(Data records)
+ + + + + + +
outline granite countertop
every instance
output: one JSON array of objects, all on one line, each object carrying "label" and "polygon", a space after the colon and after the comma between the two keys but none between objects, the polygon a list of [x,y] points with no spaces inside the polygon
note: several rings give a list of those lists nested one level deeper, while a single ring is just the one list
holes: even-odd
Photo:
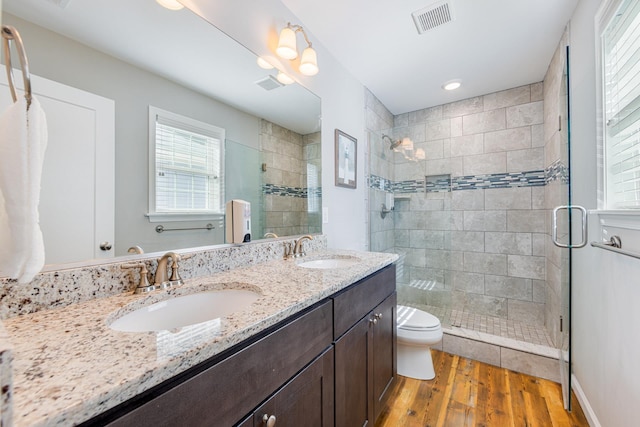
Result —
[{"label": "granite countertop", "polygon": [[[306,269],[296,263],[355,257],[343,268]],[[269,261],[147,295],[121,294],[4,322],[13,345],[15,426],[69,426],[203,362],[397,259],[395,254],[324,251],[298,261]],[[249,308],[177,333],[119,332],[108,323],[162,300],[209,289],[261,294]]]}]

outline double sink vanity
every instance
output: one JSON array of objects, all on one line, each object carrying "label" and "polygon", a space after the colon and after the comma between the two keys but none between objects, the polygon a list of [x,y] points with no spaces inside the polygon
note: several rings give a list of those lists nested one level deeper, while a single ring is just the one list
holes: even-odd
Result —
[{"label": "double sink vanity", "polygon": [[179,287],[5,320],[13,425],[373,425],[396,375],[396,255],[252,245],[197,277],[212,254],[190,254]]}]

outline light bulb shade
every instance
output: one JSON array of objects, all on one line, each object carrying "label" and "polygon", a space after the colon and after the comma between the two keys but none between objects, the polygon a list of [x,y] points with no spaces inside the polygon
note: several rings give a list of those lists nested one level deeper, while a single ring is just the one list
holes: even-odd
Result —
[{"label": "light bulb shade", "polygon": [[295,80],[293,80],[291,76],[283,73],[282,71],[278,72],[276,79],[278,79],[278,81],[283,85],[290,85],[291,83],[295,83]]},{"label": "light bulb shade", "polygon": [[263,68],[265,70],[273,69],[273,65],[271,65],[269,63],[269,61],[267,61],[266,59],[264,59],[261,56],[258,56],[258,59],[256,60],[256,62],[258,63],[258,67],[260,67],[260,68]]},{"label": "light bulb shade", "polygon": [[416,160],[424,160],[426,157],[427,156],[422,148],[418,148],[416,150]]},{"label": "light bulb shade", "polygon": [[178,3],[176,0],[156,0],[162,7],[166,7],[169,10],[180,10],[184,6]]},{"label": "light bulb shade", "polygon": [[284,59],[296,59],[298,57],[296,33],[291,28],[283,28],[280,32],[276,53]]},{"label": "light bulb shade", "polygon": [[403,150],[411,151],[413,150],[413,141],[408,137],[402,138],[401,146]]},{"label": "light bulb shade", "polygon": [[305,76],[315,76],[318,74],[318,56],[316,55],[316,51],[311,47],[302,51],[300,72]]}]

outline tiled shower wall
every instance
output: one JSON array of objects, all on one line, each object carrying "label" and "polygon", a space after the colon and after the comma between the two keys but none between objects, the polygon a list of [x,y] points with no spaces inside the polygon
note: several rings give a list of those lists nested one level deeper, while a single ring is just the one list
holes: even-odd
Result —
[{"label": "tiled shower wall", "polygon": [[375,183],[369,182],[369,248],[376,252],[393,251],[393,213],[381,215],[382,204],[387,204],[387,195],[393,196],[390,187],[393,181],[393,152],[389,149],[388,141],[382,140],[383,133],[391,133],[393,114],[366,88],[365,123],[369,142],[366,162],[369,170],[365,174],[367,177],[376,177]]},{"label": "tiled shower wall", "polygon": [[401,114],[392,132],[426,152],[392,154],[403,281],[429,305],[543,324],[543,84]]},{"label": "tiled shower wall", "polygon": [[[321,227],[320,215],[308,214],[308,201],[311,196],[313,206],[320,209],[320,134],[303,136],[262,120],[260,143],[266,168],[262,180],[264,232],[278,236],[317,232]],[[307,160],[316,168],[309,168]],[[318,187],[308,188],[308,170],[315,174],[312,182],[318,183]]]},{"label": "tiled shower wall", "polygon": [[[549,174],[545,186],[547,234],[546,239],[546,305],[545,325],[554,345],[560,348],[560,315],[562,313],[562,283],[568,282],[568,250],[555,246],[551,241],[551,210],[568,204],[568,150],[567,150],[567,102],[568,93],[564,79],[565,49],[568,33],[565,31],[553,55],[544,79],[544,137],[545,165]],[[558,118],[561,117],[559,120]],[[566,219],[560,217],[561,220]],[[559,224],[562,229],[563,224]],[[566,225],[566,222],[564,223]],[[566,227],[564,228],[566,230]]]}]

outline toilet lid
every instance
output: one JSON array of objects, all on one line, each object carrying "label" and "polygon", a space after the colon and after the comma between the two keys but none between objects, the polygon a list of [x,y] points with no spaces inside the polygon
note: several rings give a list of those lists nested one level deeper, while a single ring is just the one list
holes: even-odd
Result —
[{"label": "toilet lid", "polygon": [[440,320],[433,314],[413,307],[398,306],[398,328],[410,331],[424,331],[440,327]]}]

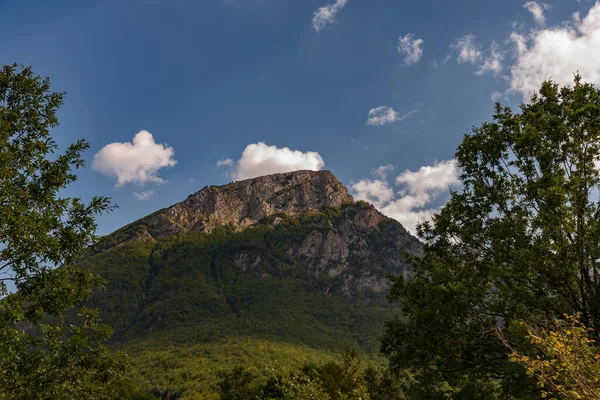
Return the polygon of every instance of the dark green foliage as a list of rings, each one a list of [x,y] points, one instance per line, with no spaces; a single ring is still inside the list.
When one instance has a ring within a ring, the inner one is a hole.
+ + + + + + +
TASK DIRECTIONS -> Write the records out exactly once more, leaving off the pictures.

ANSWER SECTION ->
outline granite countertop
every instance
output: one JSON array of objects, all on one line, each object carrying "label" and "polygon", a space after the colon and after the comma between the two keys but none between objects, the polygon a list of [x,y] points with no spaces inside the polygon
note: several rings give a list of those lists nested one level deeper, while a single ring is just the one list
holes: even-odd
Photo:
Result —
[{"label": "granite countertop", "polygon": [[[306,269],[296,263],[355,257],[343,268]],[[269,261],[147,295],[121,294],[4,322],[13,345],[15,426],[69,426],[203,362],[397,259],[395,254],[324,251],[298,261]],[[249,308],[177,333],[119,332],[108,323],[162,300],[209,289],[261,294]]]}]

outline double sink vanity
every instance
output: one JSON array of objects, all on one line, each object carrying "label" and "polygon", a space after the colon and after the comma between the two keys but none between objects, the polygon a list of [x,y] points with no spaces inside the polygon
note: several rings give a list of those lists nested one level deeper, while a single ring is just the one list
holes: even-odd
Result —
[{"label": "double sink vanity", "polygon": [[179,287],[5,320],[13,425],[373,425],[396,375],[396,255],[252,245],[197,277],[212,254],[190,254]]}]

outline light bulb shade
every instance
output: one JSON array of objects, all on one line, each object carrying "label" and "polygon", a space after the colon and after the comma between the two keys but none between objects, the polygon a list of [x,y] points with no spaces inside the polygon
note: several rings give a list of those lists nested one level deeper, while a single ring is just the one list
holes: even-odd
Result —
[{"label": "light bulb shade", "polygon": [[295,80],[293,80],[291,76],[283,73],[282,71],[278,72],[276,79],[278,79],[278,81],[283,85],[290,85],[291,83],[295,83]]},{"label": "light bulb shade", "polygon": [[263,68],[265,70],[273,69],[273,65],[271,65],[269,63],[269,61],[267,61],[266,59],[264,59],[261,56],[258,56],[258,59],[256,60],[256,62],[258,63],[258,67],[260,67],[260,68]]},{"label": "light bulb shade", "polygon": [[416,160],[424,160],[426,157],[427,156],[422,148],[418,148],[416,150]]},{"label": "light bulb shade", "polygon": [[178,3],[176,0],[156,0],[162,7],[166,7],[169,10],[180,10],[184,6]]},{"label": "light bulb shade", "polygon": [[284,59],[296,59],[298,57],[296,33],[291,28],[283,28],[280,32],[276,53]]},{"label": "light bulb shade", "polygon": [[403,150],[411,151],[413,150],[413,141],[408,137],[402,138],[401,146]]},{"label": "light bulb shade", "polygon": [[305,76],[315,76],[318,74],[318,56],[316,55],[316,51],[311,47],[302,51],[300,72]]}]

outline tiled shower wall
every instance
output: one JSON array of objects, all on one line, each object carrying "label" and "polygon", a space after the colon and after the comma between the two keys but none between objects, the polygon a list of [x,y] points with no spaces inside the polygon
note: several rings give a list of those lists nested one level deeper, while a single ring is just the one list
holes: even-odd
Result —
[{"label": "tiled shower wall", "polygon": [[375,183],[369,182],[369,248],[376,252],[393,251],[393,213],[381,215],[382,204],[387,204],[387,195],[393,196],[390,187],[393,181],[393,152],[389,149],[388,141],[382,140],[383,133],[391,133],[393,114],[366,88],[365,123],[369,142],[366,162],[369,170],[365,174],[367,177],[376,177]]},{"label": "tiled shower wall", "polygon": [[401,114],[392,132],[426,152],[392,154],[403,281],[429,305],[543,324],[543,84]]},{"label": "tiled shower wall", "polygon": [[[321,227],[320,215],[308,214],[308,201],[311,196],[313,206],[320,209],[320,134],[303,136],[262,120],[260,143],[266,168],[262,180],[264,232],[278,236],[317,232]],[[307,160],[316,168],[309,168]],[[318,187],[308,188],[308,170],[315,174],[312,182],[318,183]]]},{"label": "tiled shower wall", "polygon": [[[549,174],[545,186],[547,234],[546,239],[546,305],[545,325],[554,345],[560,348],[560,315],[562,313],[562,283],[568,282],[568,250],[555,246],[551,241],[551,210],[568,204],[568,150],[567,150],[567,102],[568,93],[564,79],[565,49],[568,33],[565,31],[553,55],[544,79],[544,137],[545,165]],[[558,118],[561,117],[559,120]],[[566,219],[560,217],[561,220]],[[559,224],[562,229],[563,224]],[[566,225],[566,222],[564,223]],[[566,227],[564,228],[566,230]]]}]

outline toilet lid
every instance
output: one JSON array of objects, all on one line, each object carrying "label" and "polygon", a space after the colon and after the comma between the two keys but none between objects, the polygon a list of [x,y] points with no spaces inside the polygon
note: several rings give a list of those lists nested one level deeper, while a single ring is just the one list
holes: even-odd
Result —
[{"label": "toilet lid", "polygon": [[440,320],[433,314],[413,307],[398,306],[398,328],[410,331],[424,331],[440,327]]}]

Return the polygon of every instance of the dark green foliage as a list of rings, each one a list of [x,y] points, one instance per line, with no spaces; a single ring is still inside the list.
When one instance has a ring within a ring, the inner one is a hole.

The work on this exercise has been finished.